**Stated goal:** In the items below, change "brown fur" to "gray fur" wherever it occurs and give the lines again with everything else unchanged. Omit the pictures from the answer.

**Record extracts:**
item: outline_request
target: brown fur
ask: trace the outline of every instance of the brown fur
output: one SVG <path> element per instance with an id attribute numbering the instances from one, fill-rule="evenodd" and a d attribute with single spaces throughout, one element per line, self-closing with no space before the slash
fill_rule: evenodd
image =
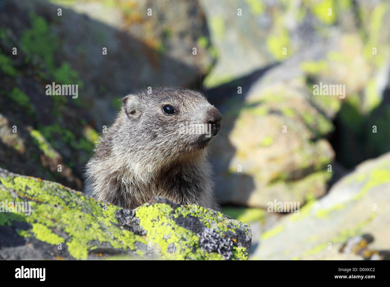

**Answer for the task:**
item: outline_request
target: gray fur
ask: trace the outline of every instance of the gray fur
output: one SVG <path> element per instance with an id attribute numbering the instances from one, fill-rule="evenodd" and a d attribute with single spaces throughout, one element per line, self-closing with no space before the slash
fill_rule: evenodd
image =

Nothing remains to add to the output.